* Written task: In the source code excerpt below, list every key of the dictionary assigned to self.__stateDict.

Source code in mmcif/io/PdbxReader.py
def __init__(self, ifh):
    """ifh - input file handle returned by open()"""
    #
    self.__curLineNumber = 0
    self.__ifh = ifh
    self.__stateDict = {"data": "ST_DATA_CONTAINER", "loop": "ST_TABLE", "global": "ST_GLOBAL_CONTAINER", "save": "ST_DEFINITION", "stop": "ST_STOP"}

read(self, containerList, selectList=None, excludeFlag=False)

Appends to input list of definition and data containers.

return

Source code in mmcif/io/PdbxReader.py
def read(self, containerList, selectList=None, excludeFlag=False):
    """
    Appends to input list of definition and data containers.

    return

    """
    sL = selectList if selectList else []
    catSelectD = {k: k for k in sL}
    self.__curLineNumber = 0
    try:
        self.__parser(self.__tokenizer(self.__ifh), containerList, categorySelectionD=catSelectD, excludeFlag=excludeFlag)
    except RuntimeError as e:
        # will be raised at the end of token iterator - not an error -
        logger.debug("Normal termination after reading %d lines with %s", self.__curLineNumber, str(e))
    except StopIteration:
        # will be raised at the end of token iterator - not an error -
        logger.debug("Normal termination after reading %d lines", self.__curLineNumber)
    except PdbxSyntaxError as e:
        logger.debug("Caught syntax exception at %d", self.__curLineNumber)
        raise e
    except UnicodeDecodeError as e:
        logger.debug("Caught character encoding exception at %d with %s", self.__curLineNumber, str(e))
        raise PdbxError("Character encoding error at line %d" % self.__curLineNumber)
    except Exception as e:
        raise PdbxError("Failing at line %d with %s" % (self.__curLineNumber, str(e)))
    else:
        raise PdbxError("Miscellaneous parsing error at line %d" % self.__curLineNumber)

* Record list:
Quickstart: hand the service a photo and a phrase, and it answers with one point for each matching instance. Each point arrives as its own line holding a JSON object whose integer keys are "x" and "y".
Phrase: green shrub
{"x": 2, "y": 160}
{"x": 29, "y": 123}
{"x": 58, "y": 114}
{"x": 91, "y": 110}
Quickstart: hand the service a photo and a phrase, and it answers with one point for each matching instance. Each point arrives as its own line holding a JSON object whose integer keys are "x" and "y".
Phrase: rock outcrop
--
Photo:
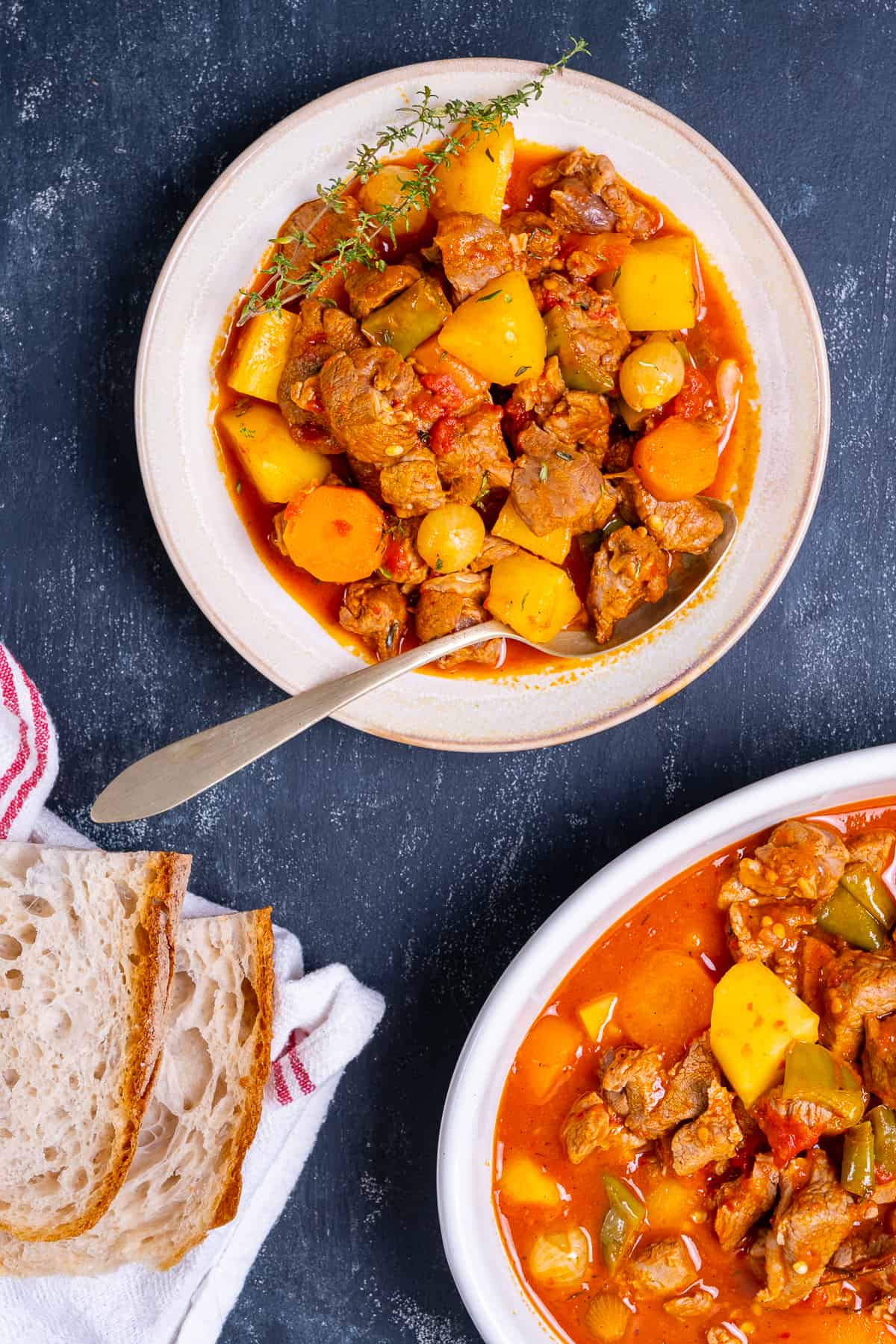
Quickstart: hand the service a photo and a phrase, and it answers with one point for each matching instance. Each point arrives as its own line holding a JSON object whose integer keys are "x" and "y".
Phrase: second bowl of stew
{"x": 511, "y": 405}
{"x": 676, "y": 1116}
--
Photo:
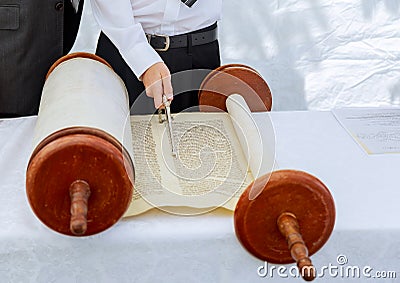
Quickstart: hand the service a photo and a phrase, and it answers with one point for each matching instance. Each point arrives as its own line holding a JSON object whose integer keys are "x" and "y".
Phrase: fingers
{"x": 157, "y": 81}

* Expected output: data, loop, global, save, stop